Items from a dataset
>> Start

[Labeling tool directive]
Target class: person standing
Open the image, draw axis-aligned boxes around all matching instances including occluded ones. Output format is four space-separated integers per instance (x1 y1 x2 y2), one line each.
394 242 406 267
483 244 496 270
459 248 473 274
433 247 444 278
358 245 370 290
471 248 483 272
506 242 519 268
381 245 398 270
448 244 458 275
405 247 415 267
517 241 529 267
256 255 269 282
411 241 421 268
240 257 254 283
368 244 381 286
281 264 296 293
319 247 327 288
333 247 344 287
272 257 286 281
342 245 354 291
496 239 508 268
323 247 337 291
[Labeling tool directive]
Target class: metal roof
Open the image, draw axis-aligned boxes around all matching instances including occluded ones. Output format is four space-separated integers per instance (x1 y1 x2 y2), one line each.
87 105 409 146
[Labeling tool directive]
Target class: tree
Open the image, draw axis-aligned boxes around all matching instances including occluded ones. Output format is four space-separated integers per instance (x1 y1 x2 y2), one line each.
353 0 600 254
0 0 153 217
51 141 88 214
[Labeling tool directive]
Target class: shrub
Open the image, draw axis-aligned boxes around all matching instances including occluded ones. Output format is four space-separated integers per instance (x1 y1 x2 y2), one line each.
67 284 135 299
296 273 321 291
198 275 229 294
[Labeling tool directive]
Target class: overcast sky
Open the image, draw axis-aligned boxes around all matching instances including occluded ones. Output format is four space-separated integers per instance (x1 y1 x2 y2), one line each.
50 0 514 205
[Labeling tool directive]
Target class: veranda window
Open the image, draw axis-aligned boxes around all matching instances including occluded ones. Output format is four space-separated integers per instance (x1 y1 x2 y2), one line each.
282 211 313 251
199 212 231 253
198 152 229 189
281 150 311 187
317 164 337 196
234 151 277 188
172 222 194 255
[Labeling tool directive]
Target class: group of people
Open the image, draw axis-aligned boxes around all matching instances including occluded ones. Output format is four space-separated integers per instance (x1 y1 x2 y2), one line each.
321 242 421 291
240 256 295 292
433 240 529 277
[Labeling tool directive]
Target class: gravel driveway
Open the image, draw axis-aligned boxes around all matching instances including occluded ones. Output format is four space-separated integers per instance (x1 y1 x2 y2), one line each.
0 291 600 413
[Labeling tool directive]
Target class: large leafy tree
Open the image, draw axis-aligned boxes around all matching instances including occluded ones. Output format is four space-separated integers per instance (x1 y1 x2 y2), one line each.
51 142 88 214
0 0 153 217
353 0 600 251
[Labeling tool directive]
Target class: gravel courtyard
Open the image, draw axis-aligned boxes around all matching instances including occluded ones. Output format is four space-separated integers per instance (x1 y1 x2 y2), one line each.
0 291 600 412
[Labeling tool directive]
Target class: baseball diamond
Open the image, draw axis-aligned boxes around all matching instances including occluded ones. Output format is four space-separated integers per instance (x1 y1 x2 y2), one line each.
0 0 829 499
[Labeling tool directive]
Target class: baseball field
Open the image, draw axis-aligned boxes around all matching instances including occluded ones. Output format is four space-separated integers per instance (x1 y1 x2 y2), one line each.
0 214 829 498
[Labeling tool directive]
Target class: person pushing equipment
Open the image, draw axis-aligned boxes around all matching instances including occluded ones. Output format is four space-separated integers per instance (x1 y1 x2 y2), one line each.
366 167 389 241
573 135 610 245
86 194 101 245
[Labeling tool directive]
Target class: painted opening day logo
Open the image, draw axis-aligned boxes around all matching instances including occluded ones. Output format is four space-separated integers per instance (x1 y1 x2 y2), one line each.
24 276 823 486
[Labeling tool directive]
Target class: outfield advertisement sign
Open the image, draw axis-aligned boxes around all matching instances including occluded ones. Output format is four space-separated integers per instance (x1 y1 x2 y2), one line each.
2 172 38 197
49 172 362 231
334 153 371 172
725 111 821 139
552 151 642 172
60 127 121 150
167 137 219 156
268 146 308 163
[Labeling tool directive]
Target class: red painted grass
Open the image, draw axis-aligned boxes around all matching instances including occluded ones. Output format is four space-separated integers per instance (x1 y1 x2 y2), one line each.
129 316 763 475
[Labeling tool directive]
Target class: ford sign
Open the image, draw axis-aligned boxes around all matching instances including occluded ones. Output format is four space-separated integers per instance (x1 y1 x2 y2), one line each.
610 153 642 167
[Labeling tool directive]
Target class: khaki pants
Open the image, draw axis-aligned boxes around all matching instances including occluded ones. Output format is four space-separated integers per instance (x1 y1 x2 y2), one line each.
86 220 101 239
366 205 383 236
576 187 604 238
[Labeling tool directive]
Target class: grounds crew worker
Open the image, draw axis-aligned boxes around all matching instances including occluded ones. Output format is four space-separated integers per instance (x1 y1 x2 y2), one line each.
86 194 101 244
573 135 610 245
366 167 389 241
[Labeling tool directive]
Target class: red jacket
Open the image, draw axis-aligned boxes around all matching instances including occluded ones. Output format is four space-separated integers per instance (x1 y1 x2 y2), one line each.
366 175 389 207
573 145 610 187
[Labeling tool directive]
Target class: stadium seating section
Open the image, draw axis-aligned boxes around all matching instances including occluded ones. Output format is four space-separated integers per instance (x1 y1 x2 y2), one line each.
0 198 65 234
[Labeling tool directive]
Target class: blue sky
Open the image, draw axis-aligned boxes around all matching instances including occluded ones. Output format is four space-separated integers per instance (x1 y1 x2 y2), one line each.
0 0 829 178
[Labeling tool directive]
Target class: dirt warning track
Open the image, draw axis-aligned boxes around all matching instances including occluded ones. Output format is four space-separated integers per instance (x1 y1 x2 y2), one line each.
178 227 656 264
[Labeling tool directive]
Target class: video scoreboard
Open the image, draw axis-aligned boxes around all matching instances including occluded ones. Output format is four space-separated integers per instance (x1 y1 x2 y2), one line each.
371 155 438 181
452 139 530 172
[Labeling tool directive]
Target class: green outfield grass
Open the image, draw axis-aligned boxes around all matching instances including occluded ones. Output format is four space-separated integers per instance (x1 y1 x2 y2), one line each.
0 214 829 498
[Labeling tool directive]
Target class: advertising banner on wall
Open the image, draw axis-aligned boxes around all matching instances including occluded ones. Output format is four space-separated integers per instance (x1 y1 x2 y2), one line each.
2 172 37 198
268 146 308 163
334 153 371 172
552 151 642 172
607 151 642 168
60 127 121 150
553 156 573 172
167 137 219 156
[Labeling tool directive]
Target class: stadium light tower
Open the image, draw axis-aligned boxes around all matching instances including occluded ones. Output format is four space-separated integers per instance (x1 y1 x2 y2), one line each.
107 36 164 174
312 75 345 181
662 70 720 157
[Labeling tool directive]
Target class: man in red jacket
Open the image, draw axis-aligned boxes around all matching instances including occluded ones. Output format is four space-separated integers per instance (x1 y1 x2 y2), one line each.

>> End

• [Goal of the exercise] Write out the records from the beginning through the line containing "87 105 409 146", changing "Target class" to "Object class" and leaving everything else the same.

• [The result]
[Labeling tool directive]
Object class: person standing
Open the image, draw axis-aligned boxes around all matching instances including occluded ones. Output format is four space-separated integers per instance (x1 y1 x2 y2), one line each.
394 242 406 267
483 244 496 270
459 248 473 274
433 247 444 278
358 245 370 290
471 248 483 272
506 242 519 268
381 245 398 270
448 244 458 275
405 247 415 267
517 241 529 267
256 255 269 282
411 241 421 268
240 257 254 283
368 244 381 286
281 264 296 293
319 247 327 288
333 247 344 287
272 257 286 281
342 245 354 291
496 239 508 268
323 247 337 291
[Labeling tool directive]
Object class: metal roof
Open the image, draw axis-aligned boxes around all matching instances including occluded ones. Output format is four space-separated integers per instance (x1 y1 x2 y2), one line each.
87 105 409 146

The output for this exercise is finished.